_Work instructions:_
Please write out only the lines from the line with "Would you kindly put a point on the branch" to the line with "Target: sun", inclusive, exactly as they stand below, without the pictures.

_Record set:_
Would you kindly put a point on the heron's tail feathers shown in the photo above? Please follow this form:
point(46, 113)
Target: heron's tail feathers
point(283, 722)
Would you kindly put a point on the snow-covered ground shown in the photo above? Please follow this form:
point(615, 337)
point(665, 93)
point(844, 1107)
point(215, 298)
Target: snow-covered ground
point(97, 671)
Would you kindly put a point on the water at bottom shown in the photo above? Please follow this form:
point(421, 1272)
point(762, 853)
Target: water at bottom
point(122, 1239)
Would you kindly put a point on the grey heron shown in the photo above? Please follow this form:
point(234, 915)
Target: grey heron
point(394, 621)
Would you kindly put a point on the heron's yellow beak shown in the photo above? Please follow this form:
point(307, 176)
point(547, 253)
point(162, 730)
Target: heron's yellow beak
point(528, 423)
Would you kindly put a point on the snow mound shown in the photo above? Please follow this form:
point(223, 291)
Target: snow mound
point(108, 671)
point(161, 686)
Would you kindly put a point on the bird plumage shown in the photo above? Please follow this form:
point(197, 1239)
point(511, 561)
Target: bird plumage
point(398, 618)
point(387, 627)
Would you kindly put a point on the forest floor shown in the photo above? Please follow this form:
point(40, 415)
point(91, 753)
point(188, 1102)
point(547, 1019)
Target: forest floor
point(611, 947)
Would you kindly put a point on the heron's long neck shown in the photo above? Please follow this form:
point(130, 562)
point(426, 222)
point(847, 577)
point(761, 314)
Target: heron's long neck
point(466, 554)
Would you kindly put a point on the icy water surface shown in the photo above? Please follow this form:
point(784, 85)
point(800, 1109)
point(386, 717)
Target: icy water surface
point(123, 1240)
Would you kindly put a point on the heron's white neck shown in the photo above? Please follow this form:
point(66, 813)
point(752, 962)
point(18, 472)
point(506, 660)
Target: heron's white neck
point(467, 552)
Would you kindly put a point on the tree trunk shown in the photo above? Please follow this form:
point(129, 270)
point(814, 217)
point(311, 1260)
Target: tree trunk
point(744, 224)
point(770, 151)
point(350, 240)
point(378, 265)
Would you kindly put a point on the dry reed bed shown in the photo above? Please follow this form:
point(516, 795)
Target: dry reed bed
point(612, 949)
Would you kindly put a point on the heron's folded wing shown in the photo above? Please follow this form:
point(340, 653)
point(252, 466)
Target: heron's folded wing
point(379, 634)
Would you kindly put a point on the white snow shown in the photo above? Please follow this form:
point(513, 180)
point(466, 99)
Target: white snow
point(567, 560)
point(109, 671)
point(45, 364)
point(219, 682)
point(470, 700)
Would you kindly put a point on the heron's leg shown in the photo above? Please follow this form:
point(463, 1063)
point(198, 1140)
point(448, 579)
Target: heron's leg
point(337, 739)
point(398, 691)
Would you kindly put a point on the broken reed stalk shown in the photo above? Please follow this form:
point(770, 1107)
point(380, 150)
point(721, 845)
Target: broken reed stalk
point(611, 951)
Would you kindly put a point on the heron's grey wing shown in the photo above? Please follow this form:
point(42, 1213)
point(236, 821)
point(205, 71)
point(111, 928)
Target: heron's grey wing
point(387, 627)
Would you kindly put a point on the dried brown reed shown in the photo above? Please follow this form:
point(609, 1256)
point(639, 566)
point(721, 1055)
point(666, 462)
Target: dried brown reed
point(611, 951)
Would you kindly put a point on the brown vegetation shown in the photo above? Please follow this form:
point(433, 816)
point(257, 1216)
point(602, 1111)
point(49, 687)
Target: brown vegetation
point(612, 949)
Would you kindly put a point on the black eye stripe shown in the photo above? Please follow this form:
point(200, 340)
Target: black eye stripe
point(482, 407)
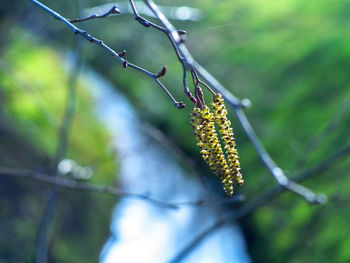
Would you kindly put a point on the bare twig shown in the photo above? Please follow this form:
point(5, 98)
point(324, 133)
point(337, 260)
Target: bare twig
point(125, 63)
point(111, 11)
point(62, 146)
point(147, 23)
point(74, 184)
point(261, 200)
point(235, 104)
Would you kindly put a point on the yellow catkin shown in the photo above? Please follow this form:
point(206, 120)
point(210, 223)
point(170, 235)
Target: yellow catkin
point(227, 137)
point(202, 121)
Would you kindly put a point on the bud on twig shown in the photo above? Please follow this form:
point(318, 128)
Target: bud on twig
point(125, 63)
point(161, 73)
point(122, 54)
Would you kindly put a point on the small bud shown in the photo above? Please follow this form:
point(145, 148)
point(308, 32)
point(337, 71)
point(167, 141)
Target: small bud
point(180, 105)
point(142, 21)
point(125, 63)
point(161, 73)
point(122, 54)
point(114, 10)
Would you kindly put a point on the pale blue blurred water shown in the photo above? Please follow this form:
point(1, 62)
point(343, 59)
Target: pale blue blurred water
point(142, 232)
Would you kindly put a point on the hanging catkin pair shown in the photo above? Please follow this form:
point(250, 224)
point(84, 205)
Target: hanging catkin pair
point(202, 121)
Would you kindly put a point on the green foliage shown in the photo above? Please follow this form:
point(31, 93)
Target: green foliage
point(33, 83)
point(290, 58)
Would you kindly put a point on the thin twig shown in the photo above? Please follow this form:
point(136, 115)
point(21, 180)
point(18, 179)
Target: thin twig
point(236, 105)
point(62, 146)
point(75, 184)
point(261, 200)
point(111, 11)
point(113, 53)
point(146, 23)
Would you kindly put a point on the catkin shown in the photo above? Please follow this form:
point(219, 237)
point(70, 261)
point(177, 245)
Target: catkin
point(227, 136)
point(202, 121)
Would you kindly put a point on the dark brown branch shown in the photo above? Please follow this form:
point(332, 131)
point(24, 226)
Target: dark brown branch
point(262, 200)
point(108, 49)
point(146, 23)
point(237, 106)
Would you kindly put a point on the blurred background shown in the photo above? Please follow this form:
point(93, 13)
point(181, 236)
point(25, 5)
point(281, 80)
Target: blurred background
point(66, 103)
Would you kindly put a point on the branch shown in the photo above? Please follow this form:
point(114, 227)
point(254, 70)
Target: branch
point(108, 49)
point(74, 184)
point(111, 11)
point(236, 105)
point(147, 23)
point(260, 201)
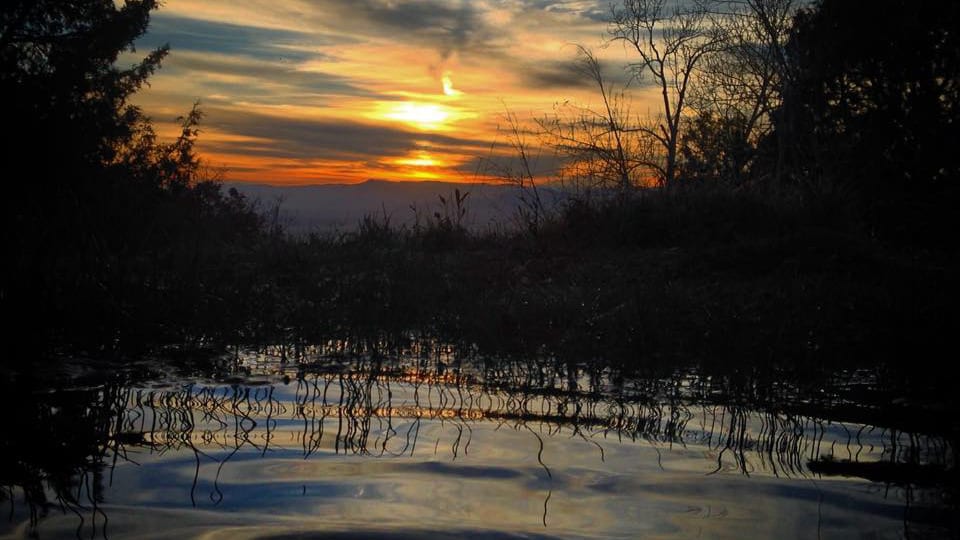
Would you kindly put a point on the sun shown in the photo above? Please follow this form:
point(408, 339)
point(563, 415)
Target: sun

--

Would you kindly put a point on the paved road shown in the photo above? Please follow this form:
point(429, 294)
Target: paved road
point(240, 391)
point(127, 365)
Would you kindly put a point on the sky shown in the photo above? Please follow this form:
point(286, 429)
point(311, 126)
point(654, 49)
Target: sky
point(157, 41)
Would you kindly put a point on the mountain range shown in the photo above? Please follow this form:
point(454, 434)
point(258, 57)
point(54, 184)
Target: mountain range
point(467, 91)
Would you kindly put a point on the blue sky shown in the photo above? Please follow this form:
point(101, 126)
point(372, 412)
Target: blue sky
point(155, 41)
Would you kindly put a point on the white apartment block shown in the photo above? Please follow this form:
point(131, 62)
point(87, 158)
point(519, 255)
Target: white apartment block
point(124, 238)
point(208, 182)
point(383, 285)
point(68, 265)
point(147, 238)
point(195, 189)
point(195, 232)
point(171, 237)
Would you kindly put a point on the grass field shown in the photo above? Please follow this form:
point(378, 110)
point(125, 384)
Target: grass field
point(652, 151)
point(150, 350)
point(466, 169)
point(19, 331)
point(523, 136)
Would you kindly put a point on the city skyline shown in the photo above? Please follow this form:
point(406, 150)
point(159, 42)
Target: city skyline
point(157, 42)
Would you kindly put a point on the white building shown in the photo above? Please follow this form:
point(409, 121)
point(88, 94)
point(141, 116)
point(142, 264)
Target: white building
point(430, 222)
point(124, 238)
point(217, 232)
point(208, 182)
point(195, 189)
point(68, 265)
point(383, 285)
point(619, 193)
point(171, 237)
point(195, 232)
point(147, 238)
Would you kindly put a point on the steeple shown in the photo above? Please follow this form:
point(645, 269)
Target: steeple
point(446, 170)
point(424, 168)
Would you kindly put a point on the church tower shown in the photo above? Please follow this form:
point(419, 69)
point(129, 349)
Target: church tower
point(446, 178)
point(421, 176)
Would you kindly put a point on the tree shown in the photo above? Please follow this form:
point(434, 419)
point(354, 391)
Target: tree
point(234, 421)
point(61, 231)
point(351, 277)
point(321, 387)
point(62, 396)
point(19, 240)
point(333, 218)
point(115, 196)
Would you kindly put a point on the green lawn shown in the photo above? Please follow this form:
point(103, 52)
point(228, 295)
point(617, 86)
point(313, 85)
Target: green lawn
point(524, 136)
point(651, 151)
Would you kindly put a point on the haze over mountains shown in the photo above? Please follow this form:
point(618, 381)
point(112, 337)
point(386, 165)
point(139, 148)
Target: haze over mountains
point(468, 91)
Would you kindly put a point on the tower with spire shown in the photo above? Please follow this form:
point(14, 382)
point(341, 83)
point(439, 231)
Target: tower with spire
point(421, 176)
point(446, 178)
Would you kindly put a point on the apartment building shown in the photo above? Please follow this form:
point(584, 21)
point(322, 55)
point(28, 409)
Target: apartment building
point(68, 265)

_Task solution:_
Would you kindly put a point on the branch shown in the photo above? Please follow this form:
point(114, 227)
point(254, 70)
Target: branch
point(108, 49)
point(74, 184)
point(111, 11)
point(236, 105)
point(147, 23)
point(260, 201)
Would you kindly put a point on the sun shown in the photo above? Please follow this form:
point(408, 339)
point(563, 415)
Target: sun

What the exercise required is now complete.